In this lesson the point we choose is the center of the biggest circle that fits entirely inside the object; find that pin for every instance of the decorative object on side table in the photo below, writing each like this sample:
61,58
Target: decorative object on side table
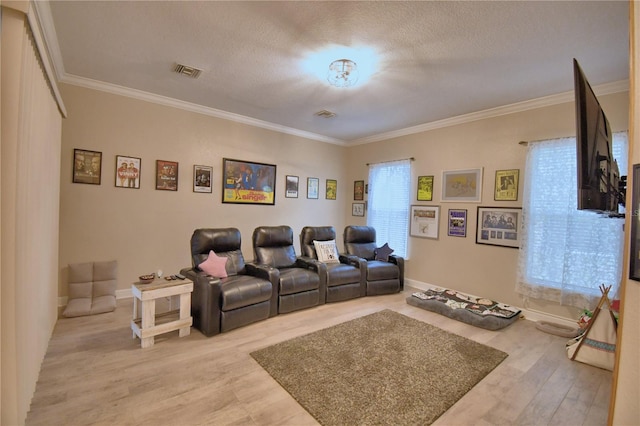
506,185
87,166
425,221
499,226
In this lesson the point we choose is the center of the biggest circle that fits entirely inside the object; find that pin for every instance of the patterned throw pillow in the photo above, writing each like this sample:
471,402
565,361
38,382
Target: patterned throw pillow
214,265
327,251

◆ **WRITTEN EXERCISE**: Format the part of the data that opens with the line containing "of the patterned" and runs through the end of the data as a Markdown table. Use a column named No. for the row number and a column named Entry for the line, and leave out any blank lines.

◆ **CORRECT RESULT**:
| No. | Entry |
|---|---|
| 1 | In this lesson the point we choose is the center of the biggest circle that fits entirely inside the object; find that pin for every instance of the patterned throw pillow in the photo above, writing each like this sample: |
| 2 | 471,402 |
| 3 | 565,361 |
| 4 | 38,382 |
| 5 | Target: patterned throw pillow |
| 6 | 214,265 |
| 7 | 327,251 |